:: Instructions for the task ::
Write out the article on the Ssangyong Rodius below in full, with every word and line unchanged.

:: Document section ::
Not their finest hour: Ssangyong Rodius

Celebrating the greatest cock-ups in automotive history. This week we look at the Ssangyong Rodius
By Sony Thomas, Deputy Editor
|
May 30, 2016
Supplied
Supplied(1/2)
Supplied
Supplied(2/2)

London’s Royal College of Art is considered one of the world’s top automotive design schools, having been the training ground for many an accomplished designer including Ian Callum and Simon Cox. It was only natural then, that Ken Greenley, who headed the department of vehicle design at the London Royal College of Art in the Nineties, was involved in styling many cars of the time, some of his highly commended works being the Aston Martin Virage coupé and the 1991 Bentley Continental R, both of which he designed in association with his fellow RCA tutor John Heffernan. He also ran a consultancy, International Automotive Design, based in Worthing, southern England.

Collected data
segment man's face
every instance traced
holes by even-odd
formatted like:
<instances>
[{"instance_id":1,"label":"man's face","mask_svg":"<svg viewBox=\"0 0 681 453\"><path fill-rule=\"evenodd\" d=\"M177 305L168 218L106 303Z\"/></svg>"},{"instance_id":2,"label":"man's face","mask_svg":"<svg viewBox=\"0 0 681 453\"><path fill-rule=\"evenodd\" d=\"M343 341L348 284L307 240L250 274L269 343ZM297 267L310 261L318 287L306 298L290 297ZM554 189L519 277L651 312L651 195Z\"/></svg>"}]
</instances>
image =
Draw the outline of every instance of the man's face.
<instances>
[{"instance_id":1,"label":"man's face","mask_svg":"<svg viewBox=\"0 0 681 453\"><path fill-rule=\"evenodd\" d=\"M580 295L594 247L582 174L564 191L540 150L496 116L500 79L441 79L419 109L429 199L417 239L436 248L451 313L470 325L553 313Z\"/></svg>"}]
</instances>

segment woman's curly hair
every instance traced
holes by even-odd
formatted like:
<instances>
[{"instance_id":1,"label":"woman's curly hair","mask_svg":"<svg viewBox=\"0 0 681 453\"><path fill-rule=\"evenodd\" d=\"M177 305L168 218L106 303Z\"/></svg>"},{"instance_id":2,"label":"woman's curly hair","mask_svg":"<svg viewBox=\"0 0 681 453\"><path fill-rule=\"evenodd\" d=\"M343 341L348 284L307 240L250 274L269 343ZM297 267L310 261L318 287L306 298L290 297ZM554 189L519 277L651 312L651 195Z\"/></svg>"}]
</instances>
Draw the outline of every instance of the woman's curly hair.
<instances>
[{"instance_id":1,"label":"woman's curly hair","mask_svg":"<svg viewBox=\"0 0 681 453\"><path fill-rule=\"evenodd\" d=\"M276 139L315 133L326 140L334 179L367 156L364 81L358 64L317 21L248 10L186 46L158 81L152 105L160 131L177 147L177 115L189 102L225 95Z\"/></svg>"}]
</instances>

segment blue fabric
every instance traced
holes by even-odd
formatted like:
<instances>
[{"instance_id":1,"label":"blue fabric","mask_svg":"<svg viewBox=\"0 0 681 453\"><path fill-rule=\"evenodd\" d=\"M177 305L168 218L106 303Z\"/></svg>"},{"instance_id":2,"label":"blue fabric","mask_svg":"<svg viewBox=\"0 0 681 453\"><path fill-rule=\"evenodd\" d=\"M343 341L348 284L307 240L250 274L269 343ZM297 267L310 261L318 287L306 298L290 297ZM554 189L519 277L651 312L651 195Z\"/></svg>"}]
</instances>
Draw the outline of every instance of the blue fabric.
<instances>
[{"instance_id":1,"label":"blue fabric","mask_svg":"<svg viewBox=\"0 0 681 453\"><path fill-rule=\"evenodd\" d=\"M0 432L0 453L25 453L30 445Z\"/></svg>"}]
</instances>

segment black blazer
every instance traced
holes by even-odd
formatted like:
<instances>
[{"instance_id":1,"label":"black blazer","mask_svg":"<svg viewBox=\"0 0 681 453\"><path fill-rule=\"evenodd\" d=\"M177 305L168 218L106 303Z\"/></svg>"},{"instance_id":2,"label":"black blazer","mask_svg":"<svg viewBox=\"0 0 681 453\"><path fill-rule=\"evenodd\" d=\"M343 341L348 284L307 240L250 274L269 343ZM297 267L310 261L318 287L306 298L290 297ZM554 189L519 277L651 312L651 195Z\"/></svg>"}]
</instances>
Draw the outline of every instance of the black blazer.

:: Answer section ::
Not their finest hour: Ssangyong Rodius

Celebrating the greatest cock-ups in automotive history. This week we look at the Ssangyong Rodius
By Sony Thomas, Deputy Editor
|
May 30, 2016
Supplied
Supplied(1/2)
Supplied
Supplied(2/2)

London’s Royal College of Art is considered one of the world’s top automotive design schools, having been the training ground for many an accomplished designer including Ian Callum and Simon Cox. It was only natural then, that Ken Greenley, who headed the department of vehicle design at the London Royal College of Art in the Nineties, was involved in styling many cars of the time, some of his highly commended works being the Aston Martin Virage coupé and the 1991 Bentley Continental R, both of which he designed in association with his fellow RCA tutor John Heffernan. He also ran a consultancy, International Automotive Design, based in Worthing, southern England.